━━━ PROVIDED DATA

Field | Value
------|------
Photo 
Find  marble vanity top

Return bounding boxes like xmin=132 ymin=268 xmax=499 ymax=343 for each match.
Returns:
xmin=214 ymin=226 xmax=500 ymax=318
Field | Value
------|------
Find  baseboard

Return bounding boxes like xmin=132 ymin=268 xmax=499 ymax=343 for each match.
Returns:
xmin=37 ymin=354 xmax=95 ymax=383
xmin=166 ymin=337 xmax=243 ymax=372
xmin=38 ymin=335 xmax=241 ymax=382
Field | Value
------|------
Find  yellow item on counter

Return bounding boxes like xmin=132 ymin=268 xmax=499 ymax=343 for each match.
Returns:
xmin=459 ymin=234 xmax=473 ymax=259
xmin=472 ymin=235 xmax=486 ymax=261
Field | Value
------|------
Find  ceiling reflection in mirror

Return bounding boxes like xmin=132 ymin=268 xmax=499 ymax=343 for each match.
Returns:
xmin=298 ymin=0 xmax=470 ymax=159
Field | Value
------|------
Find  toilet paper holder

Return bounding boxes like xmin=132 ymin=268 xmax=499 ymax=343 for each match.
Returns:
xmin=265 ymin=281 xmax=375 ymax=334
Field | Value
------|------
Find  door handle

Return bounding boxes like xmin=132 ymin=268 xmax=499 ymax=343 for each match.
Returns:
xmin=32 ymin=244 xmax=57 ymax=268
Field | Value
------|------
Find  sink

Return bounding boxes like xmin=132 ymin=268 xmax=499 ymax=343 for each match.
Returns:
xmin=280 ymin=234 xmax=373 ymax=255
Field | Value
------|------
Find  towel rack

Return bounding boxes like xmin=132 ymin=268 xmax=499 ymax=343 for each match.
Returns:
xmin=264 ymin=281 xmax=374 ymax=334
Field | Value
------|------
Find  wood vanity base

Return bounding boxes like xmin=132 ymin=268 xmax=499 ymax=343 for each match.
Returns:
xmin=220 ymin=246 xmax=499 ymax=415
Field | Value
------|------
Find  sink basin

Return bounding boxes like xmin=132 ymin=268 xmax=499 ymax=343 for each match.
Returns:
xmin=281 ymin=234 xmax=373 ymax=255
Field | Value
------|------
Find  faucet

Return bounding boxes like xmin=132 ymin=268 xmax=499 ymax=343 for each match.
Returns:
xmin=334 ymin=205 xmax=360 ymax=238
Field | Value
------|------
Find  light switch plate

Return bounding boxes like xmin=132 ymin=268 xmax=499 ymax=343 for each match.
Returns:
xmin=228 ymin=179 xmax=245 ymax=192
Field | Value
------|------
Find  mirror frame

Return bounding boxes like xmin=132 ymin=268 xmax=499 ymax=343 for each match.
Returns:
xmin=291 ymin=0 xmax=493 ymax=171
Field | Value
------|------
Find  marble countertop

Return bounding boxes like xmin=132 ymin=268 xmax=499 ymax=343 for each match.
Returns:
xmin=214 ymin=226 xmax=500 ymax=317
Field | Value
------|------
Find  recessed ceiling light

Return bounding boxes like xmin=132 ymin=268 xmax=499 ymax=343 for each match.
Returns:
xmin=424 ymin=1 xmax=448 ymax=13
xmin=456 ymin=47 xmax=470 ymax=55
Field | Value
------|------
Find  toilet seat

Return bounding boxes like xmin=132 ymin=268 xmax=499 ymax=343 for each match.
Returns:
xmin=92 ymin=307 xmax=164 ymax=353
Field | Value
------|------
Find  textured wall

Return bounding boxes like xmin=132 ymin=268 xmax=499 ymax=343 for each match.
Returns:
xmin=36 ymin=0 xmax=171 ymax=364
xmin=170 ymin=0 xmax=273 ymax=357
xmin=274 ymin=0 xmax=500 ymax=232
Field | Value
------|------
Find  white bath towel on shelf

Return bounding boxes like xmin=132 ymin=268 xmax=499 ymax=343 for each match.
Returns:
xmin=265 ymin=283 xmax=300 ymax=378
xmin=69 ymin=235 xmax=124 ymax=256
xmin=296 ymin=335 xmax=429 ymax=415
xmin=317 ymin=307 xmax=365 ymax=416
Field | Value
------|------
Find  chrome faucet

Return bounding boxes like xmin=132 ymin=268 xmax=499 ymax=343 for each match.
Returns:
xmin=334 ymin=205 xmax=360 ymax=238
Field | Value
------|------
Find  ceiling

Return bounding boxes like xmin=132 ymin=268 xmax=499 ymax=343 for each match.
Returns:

━━━━━━

_PROMPT_.
Could you give the data above again, exact in every line?

_ANSWER FOR THIS EXERCISE_.
Field | Value
------|------
Photo 
Find  marble vanity top

Return bounding boxes like xmin=132 ymin=268 xmax=499 ymax=343 for each match.
Returns:
xmin=214 ymin=226 xmax=500 ymax=318
Field | Value
------|------
Find  baseboard

Return bounding boxes like xmin=132 ymin=268 xmax=499 ymax=343 for each match.
Returns:
xmin=37 ymin=354 xmax=95 ymax=383
xmin=166 ymin=337 xmax=243 ymax=372
xmin=38 ymin=335 xmax=241 ymax=382
Field | Value
------|------
Find  yellow item on counter

Return bounding boxes like xmin=132 ymin=268 xmax=499 ymax=343 for each match.
Returns:
xmin=459 ymin=234 xmax=473 ymax=259
xmin=472 ymin=235 xmax=486 ymax=261
Field | Value
------|------
Find  ceiling reflection in mirror

Return bounding boxes like xmin=132 ymin=268 xmax=499 ymax=343 for each match.
Returns:
xmin=298 ymin=0 xmax=470 ymax=159
Field | Value
------|------
Find  toilet paper holder

Return bounding boxes like xmin=132 ymin=268 xmax=499 ymax=343 for each match.
Returns:
xmin=265 ymin=281 xmax=375 ymax=334
Field | Value
------|------
Find  door handle

Return bounding boxes like xmin=132 ymin=268 xmax=499 ymax=343 for each match.
Returns:
xmin=32 ymin=244 xmax=57 ymax=268
Field | Value
------|------
Find  sink

Return bounding boxes like xmin=132 ymin=268 xmax=499 ymax=343 for each match.
Returns:
xmin=280 ymin=234 xmax=373 ymax=255
Field | Value
------|------
Find  towel rack

Return bounding boxes like xmin=132 ymin=268 xmax=499 ymax=343 for each match.
Returns:
xmin=264 ymin=281 xmax=374 ymax=334
Field | Value
------|------
Find  wood vanity base

Return bounding boxes like xmin=132 ymin=268 xmax=499 ymax=343 for each match.
Returns:
xmin=220 ymin=246 xmax=499 ymax=415
Field | Value
------|------
Find  sink basin

Return bounding boxes like xmin=132 ymin=268 xmax=499 ymax=343 for each match.
Returns:
xmin=281 ymin=234 xmax=373 ymax=255
Field | Value
------|------
Find  faucet

Return bounding boxes like xmin=132 ymin=268 xmax=499 ymax=343 for each match.
Returns:
xmin=334 ymin=205 xmax=360 ymax=238
Field | Value
------|------
Find  light switch plate

Return bounding boxes like xmin=132 ymin=268 xmax=499 ymax=343 for each match.
Returns:
xmin=228 ymin=179 xmax=245 ymax=192
Field | Value
------|------
Find  mirror frame

Return bounding boxes like xmin=132 ymin=268 xmax=499 ymax=343 for each match.
Returns:
xmin=291 ymin=0 xmax=493 ymax=171
Field | Value
------|------
Find  marble countertop

Return bounding boxes like xmin=132 ymin=268 xmax=499 ymax=343 for each match.
Returns:
xmin=214 ymin=226 xmax=500 ymax=317
Field | Value
------|------
Find  recessed ceiling light

Return bounding boxes like xmin=132 ymin=268 xmax=499 ymax=343 for each match.
Returns:
xmin=424 ymin=1 xmax=448 ymax=13
xmin=456 ymin=47 xmax=470 ymax=55
Field | Value
------|------
Find  toilet seat

Return bounding boxes like xmin=132 ymin=268 xmax=499 ymax=343 for each match.
Returns:
xmin=92 ymin=307 xmax=164 ymax=353
Field | Value
------|------
Find  textured wall

Return bounding boxes like xmin=132 ymin=268 xmax=499 ymax=343 for each match.
Returns:
xmin=36 ymin=0 xmax=171 ymax=364
xmin=170 ymin=0 xmax=273 ymax=357
xmin=274 ymin=0 xmax=500 ymax=232
Field | Value
------|------
Find  white bath towel on shelf

Return bounding boxes like xmin=132 ymin=268 xmax=499 ymax=343 for each match.
Returns:
xmin=265 ymin=283 xmax=300 ymax=378
xmin=69 ymin=235 xmax=124 ymax=256
xmin=296 ymin=335 xmax=429 ymax=415
xmin=317 ymin=307 xmax=365 ymax=416
Field | Value
------|------
Find  chrome faucet

Return bounding boxes like xmin=132 ymin=268 xmax=499 ymax=343 for each match.
Returns:
xmin=334 ymin=205 xmax=360 ymax=238
Field | Value
------|------
Find  ceiling

Return bounding boxes like xmin=132 ymin=268 xmax=499 ymax=343 for each match.
Returns:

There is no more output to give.